─── RECORDS ───

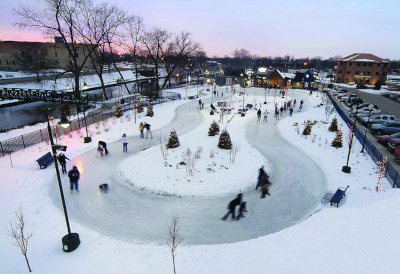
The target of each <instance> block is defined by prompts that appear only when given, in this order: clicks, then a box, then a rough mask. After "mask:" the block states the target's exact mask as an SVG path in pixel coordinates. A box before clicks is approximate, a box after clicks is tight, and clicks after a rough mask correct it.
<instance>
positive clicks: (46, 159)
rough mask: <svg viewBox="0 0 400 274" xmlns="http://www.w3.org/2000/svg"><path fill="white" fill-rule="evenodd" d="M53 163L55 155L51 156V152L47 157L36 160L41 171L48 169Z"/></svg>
mask: <svg viewBox="0 0 400 274" xmlns="http://www.w3.org/2000/svg"><path fill="white" fill-rule="evenodd" d="M53 161H54V159H53V155H51V153H50V152H47V153H46V154H45V155H43V156H42V157H40V158H39V159H37V160H36V162H38V164H39V167H40V169H42V168H46V167H48V166H49V165H50V164H51V163H53Z"/></svg>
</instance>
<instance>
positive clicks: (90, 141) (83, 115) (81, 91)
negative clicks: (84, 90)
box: [80, 82, 92, 144]
mask: <svg viewBox="0 0 400 274" xmlns="http://www.w3.org/2000/svg"><path fill="white" fill-rule="evenodd" d="M80 89H81V94H80V95H81V96H80V99H81V106H82V112H83V119H84V120H85V128H86V137H84V138H83V142H84V143H85V144H86V143H90V142H91V141H92V137H89V133H88V130H87V122H86V114H85V106H84V105H83V104H82V97H83V90H82V87H80ZM83 89H87V85H86V82H84V83H83Z"/></svg>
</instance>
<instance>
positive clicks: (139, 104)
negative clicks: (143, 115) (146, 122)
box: [136, 101, 143, 113]
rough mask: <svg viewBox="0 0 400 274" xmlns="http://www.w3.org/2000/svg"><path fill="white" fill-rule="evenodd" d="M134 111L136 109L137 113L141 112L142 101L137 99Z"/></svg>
mask: <svg viewBox="0 0 400 274" xmlns="http://www.w3.org/2000/svg"><path fill="white" fill-rule="evenodd" d="M136 111H137V113H142V112H143V104H142V101H139V102H138V103H137V104H136Z"/></svg>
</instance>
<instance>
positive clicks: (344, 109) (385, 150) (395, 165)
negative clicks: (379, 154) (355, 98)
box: [333, 88, 400, 172]
mask: <svg viewBox="0 0 400 274" xmlns="http://www.w3.org/2000/svg"><path fill="white" fill-rule="evenodd" d="M342 89H346V90H348V91H349V92H350V93H355V94H358V95H359V97H360V98H362V99H363V100H364V102H366V103H371V104H374V105H377V106H378V107H379V110H381V111H382V113H391V114H393V115H394V116H395V119H396V120H397V121H399V120H400V103H399V102H397V101H395V100H392V99H390V98H388V97H385V96H382V95H375V94H370V93H366V92H362V91H359V90H357V89H356V88H342ZM333 98H334V100H335V101H336V102H337V104H338V106H339V107H340V108H341V109H342V110H343V111H344V112H345V113H347V115H348V116H349V117H352V119H354V117H353V116H352V113H351V112H350V111H351V110H352V109H351V108H350V107H348V106H347V105H346V104H345V103H343V102H340V99H338V98H337V97H336V96H333ZM357 127H358V128H359V129H360V131H361V132H366V131H367V134H366V138H367V139H368V140H369V141H370V142H371V143H372V144H373V145H374V146H375V147H376V148H377V149H378V150H379V151H380V152H381V153H382V155H387V156H388V160H389V161H390V163H391V164H392V165H393V167H394V168H395V169H396V170H397V171H398V172H400V163H399V162H398V161H396V159H395V157H394V155H393V154H392V153H391V152H390V151H388V150H387V148H386V147H385V146H383V145H382V144H380V143H378V141H377V138H379V137H380V136H381V135H378V134H376V133H375V134H373V133H372V132H371V130H370V128H366V125H362V124H361V123H360V119H357ZM367 129H368V130H367ZM361 142H362V140H361Z"/></svg>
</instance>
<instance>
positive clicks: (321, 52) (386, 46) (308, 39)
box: [0, 0, 400, 59]
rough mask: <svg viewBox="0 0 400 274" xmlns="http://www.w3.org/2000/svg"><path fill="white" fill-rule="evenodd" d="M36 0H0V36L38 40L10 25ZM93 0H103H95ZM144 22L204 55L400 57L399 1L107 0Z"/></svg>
mask: <svg viewBox="0 0 400 274" xmlns="http://www.w3.org/2000/svg"><path fill="white" fill-rule="evenodd" d="M41 2H42V0H37V1H32V0H0V7H1V9H0V18H1V21H0V39H1V40H20V41H35V40H43V38H42V35H41V34H40V33H39V32H34V31H21V30H19V29H18V28H17V27H13V26H12V23H13V22H15V21H16V20H18V18H16V17H15V16H14V15H13V12H12V10H13V8H16V7H17V6H18V4H24V5H32V4H34V5H35V6H37V5H38V3H41ZM94 2H95V3H100V2H103V1H101V0H94ZM109 2H110V3H115V4H117V5H118V6H120V7H122V8H126V9H128V10H129V11H130V13H132V14H134V15H139V16H141V17H142V18H143V19H144V23H145V24H146V26H147V27H152V26H157V27H160V28H162V29H165V30H167V31H170V32H175V33H177V32H180V31H188V32H190V33H192V35H193V37H194V39H195V40H196V41H198V42H200V43H201V45H202V48H203V50H204V51H206V52H207V55H208V56H209V57H213V56H215V55H217V56H224V55H232V52H233V51H234V50H235V49H241V48H245V49H247V50H249V51H250V53H251V54H257V55H258V56H284V55H286V54H289V55H291V56H294V57H295V58H301V57H314V56H321V57H323V58H329V57H332V56H335V55H341V56H343V57H344V56H346V55H350V54H352V53H355V52H364V53H372V54H375V55H377V56H379V57H381V58H389V59H400V51H399V50H398V48H399V45H400V23H399V11H400V1H398V0H380V1H376V0H347V1H341V0H320V1H315V0H303V1H300V0H253V1H238V0H231V1H226V0H213V1H212V0H202V1H196V2H194V1H190V0H187V1H182V0H169V1H165V0H163V1H162V0H149V1H135V0H111V1H109Z"/></svg>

───

**TASK TO COMPLETE:** All the lines above should be reproduced exactly, and none of the pictures.

**ANSWER BELOW:**
The target of each <instance> block is defined by prompts that appear only when given, in this order: clicks, then a box, then a rough mask. After "mask:" the block states the target's exact mask as an SVG path in pixel coordinates. A box before clicks is approximate, a box after clicks is tight, and clicks after a rough mask correct it.
<instance>
positive clicks: (46, 159)
rough mask: <svg viewBox="0 0 400 274" xmlns="http://www.w3.org/2000/svg"><path fill="white" fill-rule="evenodd" d="M53 163L55 155L51 156V152L47 157L36 160L41 171L48 169Z"/></svg>
mask: <svg viewBox="0 0 400 274" xmlns="http://www.w3.org/2000/svg"><path fill="white" fill-rule="evenodd" d="M53 161H54V159H53V155H51V153H50V152H47V153H46V154H45V155H43V156H42V157H40V158H39V159H37V160H36V162H38V164H39V167H40V169H42V168H46V167H48V166H49V165H50V164H51V163H53Z"/></svg>
</instance>
<instance>
positive clicks: (90, 141) (83, 115) (81, 91)
negative clicks: (84, 90)
box: [80, 82, 92, 144]
mask: <svg viewBox="0 0 400 274" xmlns="http://www.w3.org/2000/svg"><path fill="white" fill-rule="evenodd" d="M80 89H81V94H80V95H81V96H80V99H81V106H82V112H83V119H84V120H85V128H86V137H84V138H83V142H84V143H85V144H86V143H90V142H91V141H92V137H89V133H88V130H87V122H86V114H85V106H84V105H83V104H82V97H83V90H82V87H80ZM83 89H87V85H86V82H84V83H83Z"/></svg>
</instance>
<instance>
positive clicks: (139, 104)
negative clicks: (143, 115) (146, 122)
box: [136, 101, 143, 113]
rough mask: <svg viewBox="0 0 400 274" xmlns="http://www.w3.org/2000/svg"><path fill="white" fill-rule="evenodd" d="M134 111L136 109L137 113L141 112L142 101L137 99Z"/></svg>
mask: <svg viewBox="0 0 400 274" xmlns="http://www.w3.org/2000/svg"><path fill="white" fill-rule="evenodd" d="M136 111H137V113H142V112H143V104H142V101H139V102H138V103H137V104H136Z"/></svg>
</instance>
<instance>
positive clicks: (344, 109) (385, 150) (395, 165)
negative clicks: (379, 154) (355, 98)
box: [333, 88, 400, 172]
mask: <svg viewBox="0 0 400 274" xmlns="http://www.w3.org/2000/svg"><path fill="white" fill-rule="evenodd" d="M342 89H346V90H348V91H349V92H350V93H355V94H358V95H359V97H360V98H362V99H363V100H364V102H366V103H371V104H374V105H377V106H378V107H379V110H381V111H382V113H391V114H393V115H394V116H395V119H396V120H397V121H399V120H400V103H399V102H397V101H395V100H392V99H390V98H388V97H385V96H382V95H375V94H370V93H366V92H362V91H359V90H357V89H356V88H342ZM333 98H334V100H335V101H336V102H337V104H338V106H339V107H340V108H341V109H342V110H343V111H344V112H345V113H347V115H348V116H349V117H352V119H354V117H353V116H352V113H351V112H350V111H351V110H352V109H351V108H350V107H348V106H347V105H346V104H345V103H343V102H340V99H338V98H337V97H336V96H333ZM357 127H358V128H359V129H360V131H361V132H366V131H367V134H366V138H367V139H368V140H369V141H370V142H371V143H372V144H373V145H374V146H375V147H376V148H377V149H378V150H379V151H380V152H381V153H382V155H387V156H388V160H389V161H390V163H391V164H392V165H393V167H394V168H395V169H396V170H397V171H398V172H400V163H399V162H398V161H396V159H395V157H394V155H393V154H392V153H391V152H390V151H388V150H387V148H386V147H385V146H383V145H382V144H380V143H378V141H377V138H379V137H380V136H381V135H378V134H376V133H375V134H373V133H372V132H371V130H370V128H366V125H362V124H361V123H360V119H357ZM367 129H368V130H367ZM361 142H362V140H361Z"/></svg>
</instance>
<instance>
positive clicks: (321, 52) (386, 46) (308, 39)
box: [0, 0, 400, 59]
rough mask: <svg viewBox="0 0 400 274" xmlns="http://www.w3.org/2000/svg"><path fill="white" fill-rule="evenodd" d="M36 0H0V36L38 40L10 25ZM93 0H103H95ZM144 22L204 55L400 57L399 1L107 0Z"/></svg>
mask: <svg viewBox="0 0 400 274" xmlns="http://www.w3.org/2000/svg"><path fill="white" fill-rule="evenodd" d="M41 2H42V0H37V1H32V0H0V7H1V9H0V18H1V21H0V39H1V40H20V41H35V40H43V38H42V35H41V34H40V33H39V32H34V31H21V30H19V29H18V28H17V27H13V26H12V23H13V22H15V21H16V20H18V18H16V17H15V16H14V15H13V12H12V10H13V8H16V7H17V6H18V4H24V5H32V4H34V5H35V6H37V5H38V3H41ZM94 2H95V3H100V2H103V1H101V0H94ZM109 2H110V3H115V4H117V5H118V6H120V7H122V8H126V9H128V10H129V11H130V13H132V14H134V15H139V16H141V17H142V18H143V19H144V23H145V24H146V26H147V27H152V26H157V27H160V28H162V29H165V30H167V31H170V32H175V33H177V32H180V31H188V32H190V33H192V35H193V37H194V39H195V40H196V41H198V42H200V43H201V45H202V48H203V50H204V51H206V52H207V55H208V56H209V57H213V56H215V55H217V56H224V55H232V52H233V51H234V50H235V49H241V48H245V49H247V50H249V51H250V53H251V54H257V55H258V56H284V55H286V54H289V55H291V56H294V57H295V58H301V57H314V56H321V57H323V58H329V57H332V56H335V55H341V56H343V57H344V56H346V55H350V54H352V53H355V52H364V53H372V54H375V55H377V56H379V57H381V58H389V59H400V51H399V50H398V48H399V45H400V23H399V11H400V1H398V0H380V1H376V0H347V1H341V0H320V1H315V0H303V1H300V0H253V1H238V0H231V1H226V0H213V1H212V0H202V1H196V2H194V1H190V0H187V1H182V0H169V1H165V0H163V1H162V0H149V1H135V0H111V1H109Z"/></svg>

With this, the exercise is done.